__Selected text__:
┄┄┄┄┄┄┄┄┄┄┄┄┄┄┄┄┄┄┄┄
According to Maxine, this commercial segment of the map market is probably the largest — maps for tourists and visitors. They are not only useful, they are often bought as souvenirs.

“And laminated maps are pretty popular,” says Maxine, “even though they’re more expensive than folding maps, because you can hold it easily, you can write on it. It’s pretty indestructible.”

She brings out a copy of Global Graphics’ laminated gatefold “recreation map” of Southern California, in four languages, showing freeway routes and state highways, national parks and recreation areas, and cities, counties, and towns. The map is white, with pale shades of green, gray, pink, and lavender used for the basic features. Salted across the underlying map are bright red, blue, and green squares encoded with symbols for various types of recreation. On the back of the map is the interpretive key to state beaches and parks, horseback riding, fishing piers, off-road areas, public marinas and golf courses, surfing, whale-watching, diving, ballooning, camping, sky-diving, sailplaning, skiing, and hang-gliding.

Even with this kind of map, Maxine explains, there is a lot of editing and decision-making that must go into it. “You can’t list every golf course in Southern California. You only list the major public courses." And in the data gathering, you must make sure your information is accurate.
┄┄┄┄┄┄┄┄┄┄┄┄┄┄┄┄┄┄┄┄
(Point localization data)

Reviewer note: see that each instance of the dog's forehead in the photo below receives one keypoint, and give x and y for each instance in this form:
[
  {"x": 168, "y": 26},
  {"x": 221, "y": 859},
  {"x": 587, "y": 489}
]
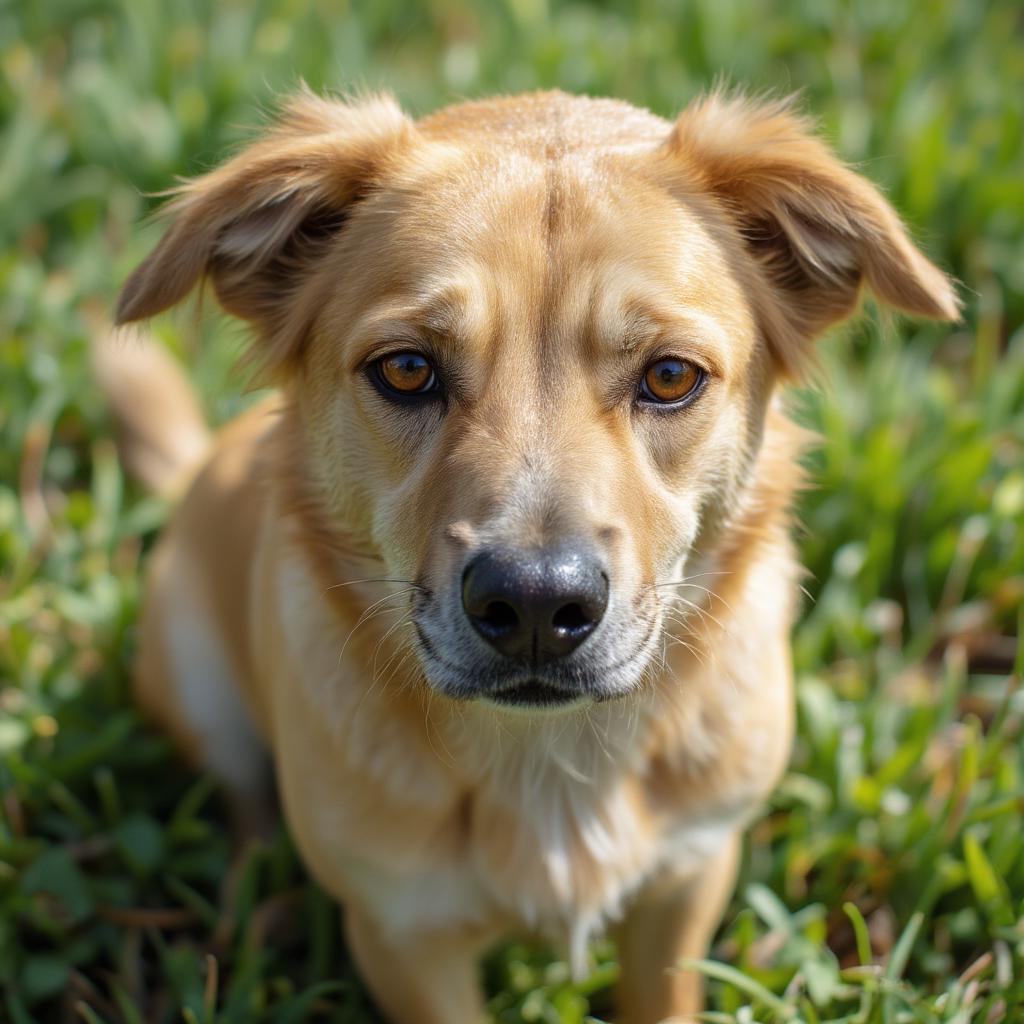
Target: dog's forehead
[{"x": 583, "y": 243}]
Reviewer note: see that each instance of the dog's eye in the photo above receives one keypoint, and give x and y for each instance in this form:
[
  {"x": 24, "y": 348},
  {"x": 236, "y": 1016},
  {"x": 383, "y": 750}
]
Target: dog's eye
[
  {"x": 407, "y": 374},
  {"x": 669, "y": 382}
]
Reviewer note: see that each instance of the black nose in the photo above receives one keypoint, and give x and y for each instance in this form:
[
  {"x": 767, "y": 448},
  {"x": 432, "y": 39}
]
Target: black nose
[{"x": 535, "y": 604}]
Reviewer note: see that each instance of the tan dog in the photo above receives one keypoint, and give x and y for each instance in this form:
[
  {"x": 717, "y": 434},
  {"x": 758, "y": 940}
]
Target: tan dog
[{"x": 525, "y": 440}]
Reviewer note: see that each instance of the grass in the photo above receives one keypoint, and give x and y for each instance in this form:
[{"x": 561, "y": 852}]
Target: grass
[{"x": 885, "y": 882}]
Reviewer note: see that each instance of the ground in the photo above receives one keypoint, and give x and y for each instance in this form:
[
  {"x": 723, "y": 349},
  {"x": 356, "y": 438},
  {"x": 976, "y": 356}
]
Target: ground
[{"x": 885, "y": 881}]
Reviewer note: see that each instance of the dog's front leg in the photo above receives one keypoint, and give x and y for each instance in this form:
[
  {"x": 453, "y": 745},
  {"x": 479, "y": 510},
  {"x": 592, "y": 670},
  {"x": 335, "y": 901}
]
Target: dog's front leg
[
  {"x": 672, "y": 919},
  {"x": 431, "y": 978}
]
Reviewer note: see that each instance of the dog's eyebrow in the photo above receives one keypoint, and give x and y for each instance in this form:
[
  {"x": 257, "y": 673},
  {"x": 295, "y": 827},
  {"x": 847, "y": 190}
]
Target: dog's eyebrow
[{"x": 442, "y": 313}]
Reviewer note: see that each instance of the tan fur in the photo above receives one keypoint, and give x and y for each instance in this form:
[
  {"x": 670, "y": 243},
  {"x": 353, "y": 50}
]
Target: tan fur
[{"x": 543, "y": 249}]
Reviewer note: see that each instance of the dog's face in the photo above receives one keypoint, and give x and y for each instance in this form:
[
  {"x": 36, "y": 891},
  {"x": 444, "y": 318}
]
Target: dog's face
[{"x": 531, "y": 346}]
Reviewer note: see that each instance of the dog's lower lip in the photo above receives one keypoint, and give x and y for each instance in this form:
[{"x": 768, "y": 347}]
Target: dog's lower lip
[{"x": 532, "y": 692}]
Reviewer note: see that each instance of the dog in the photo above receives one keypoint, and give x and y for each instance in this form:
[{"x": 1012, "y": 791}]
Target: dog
[{"x": 501, "y": 578}]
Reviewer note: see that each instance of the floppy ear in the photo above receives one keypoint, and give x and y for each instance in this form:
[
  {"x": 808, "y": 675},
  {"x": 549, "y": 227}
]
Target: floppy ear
[
  {"x": 819, "y": 230},
  {"x": 256, "y": 223}
]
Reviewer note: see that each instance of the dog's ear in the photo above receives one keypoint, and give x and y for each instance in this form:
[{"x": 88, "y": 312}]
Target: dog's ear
[
  {"x": 253, "y": 225},
  {"x": 819, "y": 230}
]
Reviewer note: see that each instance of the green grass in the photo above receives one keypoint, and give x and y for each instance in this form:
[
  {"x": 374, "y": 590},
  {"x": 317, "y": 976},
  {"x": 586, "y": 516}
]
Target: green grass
[{"x": 885, "y": 882}]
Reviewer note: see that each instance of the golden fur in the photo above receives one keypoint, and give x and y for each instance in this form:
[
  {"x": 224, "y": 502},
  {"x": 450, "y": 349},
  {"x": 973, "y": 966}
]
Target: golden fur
[{"x": 545, "y": 248}]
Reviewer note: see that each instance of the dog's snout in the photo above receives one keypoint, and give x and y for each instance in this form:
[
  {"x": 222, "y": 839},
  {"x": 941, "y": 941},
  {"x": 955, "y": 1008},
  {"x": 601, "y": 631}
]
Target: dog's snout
[{"x": 539, "y": 605}]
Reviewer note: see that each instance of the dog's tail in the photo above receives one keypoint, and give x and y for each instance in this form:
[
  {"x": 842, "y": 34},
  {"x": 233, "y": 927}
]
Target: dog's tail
[{"x": 163, "y": 435}]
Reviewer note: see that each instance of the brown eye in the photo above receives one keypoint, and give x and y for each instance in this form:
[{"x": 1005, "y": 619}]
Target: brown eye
[
  {"x": 670, "y": 381},
  {"x": 407, "y": 374}
]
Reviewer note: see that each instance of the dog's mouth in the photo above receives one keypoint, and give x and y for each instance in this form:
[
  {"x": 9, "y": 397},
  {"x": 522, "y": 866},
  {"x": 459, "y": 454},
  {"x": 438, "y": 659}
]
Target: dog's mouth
[{"x": 534, "y": 693}]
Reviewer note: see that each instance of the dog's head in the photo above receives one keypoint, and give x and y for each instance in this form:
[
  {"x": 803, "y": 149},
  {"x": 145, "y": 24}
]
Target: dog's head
[{"x": 530, "y": 344}]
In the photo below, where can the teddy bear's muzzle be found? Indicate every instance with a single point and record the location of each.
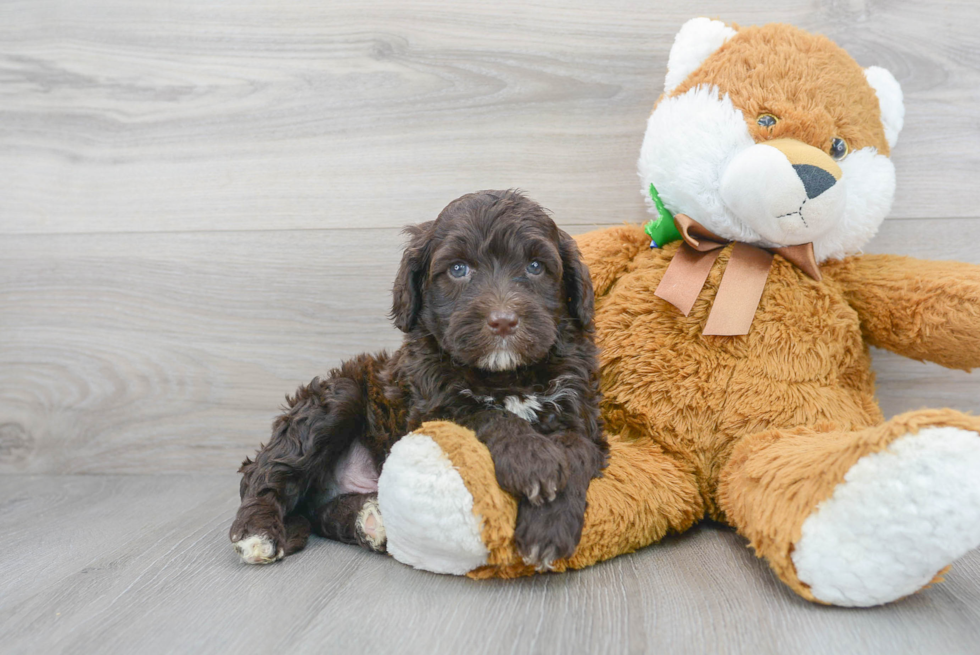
(787, 191)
┄┄┄┄┄┄┄┄┄┄┄┄┄┄┄┄┄┄┄┄
__Complete the following__:
a: In the passage about tourist maps, what pale shades are used for the basic features of the Southern California recreation map? List them all.
b: Continue the passage about tourist maps from where it stops.

__Answers to the exercises__:
a: Green, gray, pink, and lavender.

b:
Field checking is what the Hesses call it. Driving a route to make sure the information you’ve been given is accurate. It’s the lack of field checking that puts towns like Elvira on the map.

Maxine recalls, “Someone had something on a map, and it looked like a little dead-end street with a name. And we didn’t think it existed, so we drove out there and looked, and it turns out it was just a [service] road that turns into the parking lot of a post office, not a real street. You have to be careful. The field check is a very, very important part of cartography.” They’ve found errors in street names and spellings and other types of mis-information on source maps for their database.

In the case of the post office driveway, the original mapmaker had used that as what’s known as a trap, a small, intentional “error" to help prevent whole-sale copying of a map by someone else. “[The driveway] wasn’t a real street, but they’d drawn it as a street just for that purpose. You have to protect yourself as best you can, and that is the only way cartographers can do that.” Thomas Brothers are said to have at least one trap on virtually every page of their popular atlases.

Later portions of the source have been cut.